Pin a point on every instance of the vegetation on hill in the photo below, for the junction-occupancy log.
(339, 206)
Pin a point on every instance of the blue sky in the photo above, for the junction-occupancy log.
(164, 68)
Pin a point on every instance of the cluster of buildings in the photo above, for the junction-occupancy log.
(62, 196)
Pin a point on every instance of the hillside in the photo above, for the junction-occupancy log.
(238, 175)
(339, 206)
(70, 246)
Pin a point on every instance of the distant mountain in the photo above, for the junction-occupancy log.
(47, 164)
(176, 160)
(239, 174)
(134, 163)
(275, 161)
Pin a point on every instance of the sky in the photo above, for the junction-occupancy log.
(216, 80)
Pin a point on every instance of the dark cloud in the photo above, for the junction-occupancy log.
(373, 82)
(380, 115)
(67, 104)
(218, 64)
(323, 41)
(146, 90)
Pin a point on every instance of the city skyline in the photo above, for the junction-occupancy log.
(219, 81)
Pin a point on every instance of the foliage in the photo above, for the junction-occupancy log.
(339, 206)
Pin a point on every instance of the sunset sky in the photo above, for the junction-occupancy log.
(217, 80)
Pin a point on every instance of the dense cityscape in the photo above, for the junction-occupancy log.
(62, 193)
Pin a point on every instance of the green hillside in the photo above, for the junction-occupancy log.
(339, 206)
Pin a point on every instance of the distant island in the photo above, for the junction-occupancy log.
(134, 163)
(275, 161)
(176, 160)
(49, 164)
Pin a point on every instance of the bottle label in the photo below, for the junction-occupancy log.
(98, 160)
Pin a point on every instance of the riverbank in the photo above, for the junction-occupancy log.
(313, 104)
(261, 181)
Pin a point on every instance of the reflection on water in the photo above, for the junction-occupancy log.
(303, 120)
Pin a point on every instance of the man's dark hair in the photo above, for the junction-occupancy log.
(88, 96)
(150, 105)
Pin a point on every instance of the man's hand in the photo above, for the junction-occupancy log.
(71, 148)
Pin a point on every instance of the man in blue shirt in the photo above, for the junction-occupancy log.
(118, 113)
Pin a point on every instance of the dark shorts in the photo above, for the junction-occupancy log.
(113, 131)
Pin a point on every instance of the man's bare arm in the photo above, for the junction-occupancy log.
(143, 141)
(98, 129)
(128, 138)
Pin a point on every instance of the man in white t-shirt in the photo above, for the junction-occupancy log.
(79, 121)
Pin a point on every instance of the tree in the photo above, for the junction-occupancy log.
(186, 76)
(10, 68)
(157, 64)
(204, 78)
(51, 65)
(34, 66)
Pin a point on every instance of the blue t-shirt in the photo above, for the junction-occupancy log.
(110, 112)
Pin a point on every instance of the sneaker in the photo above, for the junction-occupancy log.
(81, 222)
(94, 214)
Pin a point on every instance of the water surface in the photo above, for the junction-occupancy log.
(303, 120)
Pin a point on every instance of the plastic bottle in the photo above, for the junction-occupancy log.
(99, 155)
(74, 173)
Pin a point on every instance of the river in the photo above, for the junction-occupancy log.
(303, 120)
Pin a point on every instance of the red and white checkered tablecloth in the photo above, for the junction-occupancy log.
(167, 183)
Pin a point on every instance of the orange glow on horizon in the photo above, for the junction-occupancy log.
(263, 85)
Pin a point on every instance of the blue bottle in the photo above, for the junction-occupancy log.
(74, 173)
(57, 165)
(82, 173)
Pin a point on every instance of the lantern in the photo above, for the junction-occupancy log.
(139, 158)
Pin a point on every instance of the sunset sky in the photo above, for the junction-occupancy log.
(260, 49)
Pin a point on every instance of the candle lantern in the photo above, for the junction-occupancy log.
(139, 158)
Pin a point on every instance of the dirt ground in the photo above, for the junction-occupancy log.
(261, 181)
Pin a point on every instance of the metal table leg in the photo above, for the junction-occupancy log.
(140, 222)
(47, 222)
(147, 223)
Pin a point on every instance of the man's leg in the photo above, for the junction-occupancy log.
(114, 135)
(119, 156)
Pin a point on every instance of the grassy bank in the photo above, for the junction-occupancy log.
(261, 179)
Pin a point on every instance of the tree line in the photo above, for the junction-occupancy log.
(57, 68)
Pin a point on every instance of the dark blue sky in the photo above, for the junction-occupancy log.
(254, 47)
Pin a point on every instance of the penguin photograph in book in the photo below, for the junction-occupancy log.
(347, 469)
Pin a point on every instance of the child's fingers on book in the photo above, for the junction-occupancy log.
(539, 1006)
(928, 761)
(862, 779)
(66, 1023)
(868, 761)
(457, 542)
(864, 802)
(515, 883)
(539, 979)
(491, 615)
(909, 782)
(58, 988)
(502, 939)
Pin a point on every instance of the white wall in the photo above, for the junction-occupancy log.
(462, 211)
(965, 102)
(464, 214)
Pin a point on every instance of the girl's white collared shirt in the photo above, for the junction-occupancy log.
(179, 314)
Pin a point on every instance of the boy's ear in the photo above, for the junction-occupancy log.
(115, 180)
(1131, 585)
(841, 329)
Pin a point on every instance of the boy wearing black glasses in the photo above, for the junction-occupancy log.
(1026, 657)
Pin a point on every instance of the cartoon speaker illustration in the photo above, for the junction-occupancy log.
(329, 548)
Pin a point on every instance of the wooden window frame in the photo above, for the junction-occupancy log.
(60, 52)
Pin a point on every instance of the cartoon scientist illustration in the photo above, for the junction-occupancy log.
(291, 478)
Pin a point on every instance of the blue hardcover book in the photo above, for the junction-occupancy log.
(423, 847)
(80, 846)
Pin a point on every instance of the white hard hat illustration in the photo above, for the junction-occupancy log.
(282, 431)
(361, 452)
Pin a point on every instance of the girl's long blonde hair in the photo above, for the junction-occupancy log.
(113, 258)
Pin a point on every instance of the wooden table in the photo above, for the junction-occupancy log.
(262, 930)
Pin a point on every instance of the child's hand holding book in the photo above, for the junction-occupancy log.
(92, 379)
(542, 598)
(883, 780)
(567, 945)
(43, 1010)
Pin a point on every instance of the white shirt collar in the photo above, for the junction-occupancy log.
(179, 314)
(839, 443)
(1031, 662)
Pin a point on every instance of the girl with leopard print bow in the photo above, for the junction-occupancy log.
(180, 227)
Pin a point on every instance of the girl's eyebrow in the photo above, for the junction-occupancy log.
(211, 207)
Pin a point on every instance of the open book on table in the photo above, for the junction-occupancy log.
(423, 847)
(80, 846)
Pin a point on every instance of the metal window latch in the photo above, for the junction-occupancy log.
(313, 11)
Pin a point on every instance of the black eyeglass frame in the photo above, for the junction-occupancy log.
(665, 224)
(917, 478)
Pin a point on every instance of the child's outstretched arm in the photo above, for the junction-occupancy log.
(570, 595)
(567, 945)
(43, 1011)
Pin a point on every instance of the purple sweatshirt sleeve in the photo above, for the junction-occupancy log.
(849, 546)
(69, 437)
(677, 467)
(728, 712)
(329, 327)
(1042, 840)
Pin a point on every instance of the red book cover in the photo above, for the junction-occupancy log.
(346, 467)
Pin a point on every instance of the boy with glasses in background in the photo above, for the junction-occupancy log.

☆ ☆ ☆ ☆

▶ **What to do**
Rewrite all of the records above, changing "junction-occupancy log" to "scene-labeling log" wherever it occurs and leaving everything else as it is.

▶ **Answer to the problem**
Pin a point on every instance of the vegetation on hill in the photo below, for the scene-labeling log.
(339, 206)
Pin a point on every instance of the blue sky in the photo above, for the scene-labeling log.
(164, 68)
Pin a point on every instance of the cluster of buildings in the photo above, for the scene-labeling log.
(62, 196)
Pin a point on every instance of the hillside in the photo above, for the scene-labeling log.
(238, 175)
(339, 206)
(70, 246)
Pin a point on every instance of the distant mountain in the photo above, for the scene-labeling log.
(47, 164)
(176, 160)
(239, 174)
(134, 163)
(275, 161)
Pin a point on every instance of the sky in the photo above, for the scene-labeling log.
(216, 80)
Pin a point on every instance of the dark cloud in the photo above, for the scene-labeling log.
(373, 82)
(380, 115)
(67, 104)
(218, 64)
(323, 41)
(146, 90)
Pin a point on every instance of the city skyline in the photo above, for the scene-labeling log.
(219, 81)
Pin a point on every instance of the foliage in the photo above, for the scene-labeling log.
(339, 206)
Pin a point on every instance of the sunset sky in the photo above, for the scene-labeling log.
(217, 80)
Pin a point on every instance of the dense cityscape in the photo above, for the scene-labeling log.
(62, 193)
Pin a point on every instance of the green hillside in the photo above, for the scene-labeling log.
(339, 206)
Pin a point on every instance of the distant island in the photo above, for the scene-labeling log.
(134, 163)
(275, 161)
(176, 160)
(49, 164)
Pin a point on every instance of the bottle label in the photo below, for the scene-labeling log.
(98, 160)
Pin a point on every instance of the riverbank in the photo above, for the scene-labeling log.
(313, 104)
(261, 181)
Pin a point on every instance of the reflection on water in the photo above, for the scene-labeling log.
(303, 120)
Pin a point on every instance of the man's dark hair in the photo above, for the scene-labeling log.
(88, 96)
(150, 105)
Pin a point on every instance of the man's hand in the photo above, for the scene-labeling log.
(71, 148)
Pin a point on every instance of the man in blue shirt in the photo above, for the scene-labeling log.
(118, 113)
Pin a point on every instance of the dark shorts in the photo above, for the scene-labeling log.
(113, 131)
Pin a point on every instance of the man's bare arm in the photo above, for the scene-labeling log.
(143, 141)
(98, 129)
(128, 138)
Pin a point on every instance of the man in white t-shirt in the photo above, for the scene-labeling log.
(79, 121)
Pin a point on every instance of the tree in the photo above, for the scene-labeling log.
(186, 76)
(10, 68)
(157, 64)
(204, 78)
(51, 65)
(34, 66)
Pin a point on every instance of the blue t-shirt in the photo above, for the scene-labeling log.
(110, 112)
Pin a point on every instance of the sneaker in the photo above, for the scene-labeling log.
(81, 222)
(94, 214)
Pin a point on every instance of the water surface in the photo above, for the scene-labeling log.
(303, 120)
Pin a point on every instance of the plastic bottle in the photo above, for the scene-labeling log.
(99, 155)
(74, 173)
Pin a point on every instance of the river in the photo above, for the scene-labeling log.
(303, 120)
Pin a point on every instance of the red and white checkered tablecloth in the photo above, for the scene-labeling log.
(167, 183)
Pin a point on every instance of the orange glow on horizon in the photo above, for the scene-labeling log.
(263, 85)
Pin a point on every instance of the blue bottle in the photo above, for the scene-labeling log.
(74, 173)
(57, 165)
(82, 173)
Pin a point on every instance of the lantern in the photo above, for the scene-labeling log.
(139, 158)
Pin a point on every instance of the sunset sky in the photo above, for the scene-labeling log.
(260, 49)
Pin a point on every instance of the candle lantern in the photo above, for the scene-labeling log.
(139, 158)
Pin a point on every instance of the dirt ground in the photo above, for the scene-labeling log.
(261, 181)
Pin a point on every instance of the metal table leg in the photo above, for the scene-labeling log.
(140, 222)
(47, 222)
(147, 223)
Pin a point on every instance of the man's leg in the photo above, for the scene-labeling log.
(114, 135)
(119, 156)
Pin a point on every instance of the grassy bank in the photo above, for the scene-labeling log.
(261, 179)
Pin a point on every instance of the tree line in the photo above, for the scene-labeling log.
(57, 68)
Pin a point on every instance of the dark blue sky in the photo above, for the scene-labeling log.
(254, 47)
Pin a point on every instance of the penguin photograph in book in the photo below, for the scene-labeling log.
(347, 469)
Pin a point on every instance of the child's fingers on book in the photo above, for the scene-labeling log.
(539, 1006)
(928, 761)
(862, 779)
(66, 1023)
(868, 761)
(457, 542)
(864, 802)
(515, 883)
(539, 979)
(491, 615)
(909, 782)
(58, 988)
(502, 939)
Pin a point on every instance of the white wall in the photo above, for the scene-labeling log.
(462, 211)
(965, 102)
(464, 214)
Pin a point on every instance of the girl's white collared shirt in the photo above, for the scene-labeling log.
(179, 314)
Pin a point on every instance of the boy's ear in the photo above, for the scene-labeling log.
(115, 180)
(1131, 585)
(841, 329)
Pin a point on every instance of the boy wearing black glasses in the photo above, for the scene-labeling log.
(1026, 657)
Pin a point on every instance of the cartoon speaker illustration in the photo above, for the scene-labeling log.
(329, 548)
Pin a point on every instance of the wooden window frame in the photo above, for the scene-labeling log.
(60, 52)
Pin a point on every instance of the cartoon scientist illustration in the photo above, for the scene-labeling log.
(291, 478)
Pin a point on every instance of the blue hardcover book in the photo above, for the scene-labeling log.
(423, 847)
(80, 846)
Pin a point on every instance of the white hard hat illustration in the photo above, for the scene-labeling log.
(282, 431)
(361, 452)
Pin a point on every instance of the girl's long blonde hair in the photo above, for the scene-labeling log.
(113, 258)
Pin a point on every instance of the wooden table in the photo above, for the scene-labeling log.
(262, 930)
Pin a point on every instance of the child's hand holding book in the photo above, for the scene-labeling log.
(92, 379)
(542, 598)
(883, 780)
(567, 945)
(43, 1010)
Pin a point on every instance of the white shirt collar in the photo above, for the scene-labeling log.
(179, 314)
(839, 443)
(1031, 662)
Pin a point on every instance of the girl with leopard print bow in the photo above, for the scene-labeling log.
(180, 227)
Pin a point on every instance of the girl's eyebrow in the photo above, for the scene-labeling log.
(211, 207)
Pin a point on every instance of the open book on table in the photo above, for the scene-labeling log.
(423, 847)
(80, 846)
Pin a point on every instance of the metal window latch in the photo above, for the scene-labeling log.
(313, 11)
Pin a point on every instance of the black eyeglass frame in the photo above, for the scene-labeling log.
(665, 224)
(917, 478)
Pin a point on every instance of the child's outstretched arm in the photo above, for the scene-labeling log.
(570, 595)
(567, 945)
(43, 1011)
Pin a point on every instance of the purple sweatshirt sleeve in the photo above, for the scene-labeling log.
(849, 546)
(69, 437)
(677, 467)
(728, 712)
(329, 327)
(1042, 840)
Pin a point on every instance of the red book cover in the photo above, for the scene-labeling log.
(346, 467)
Pin a point on every instance of the boy with glasses in background in the photo above, for the scene-labeling log.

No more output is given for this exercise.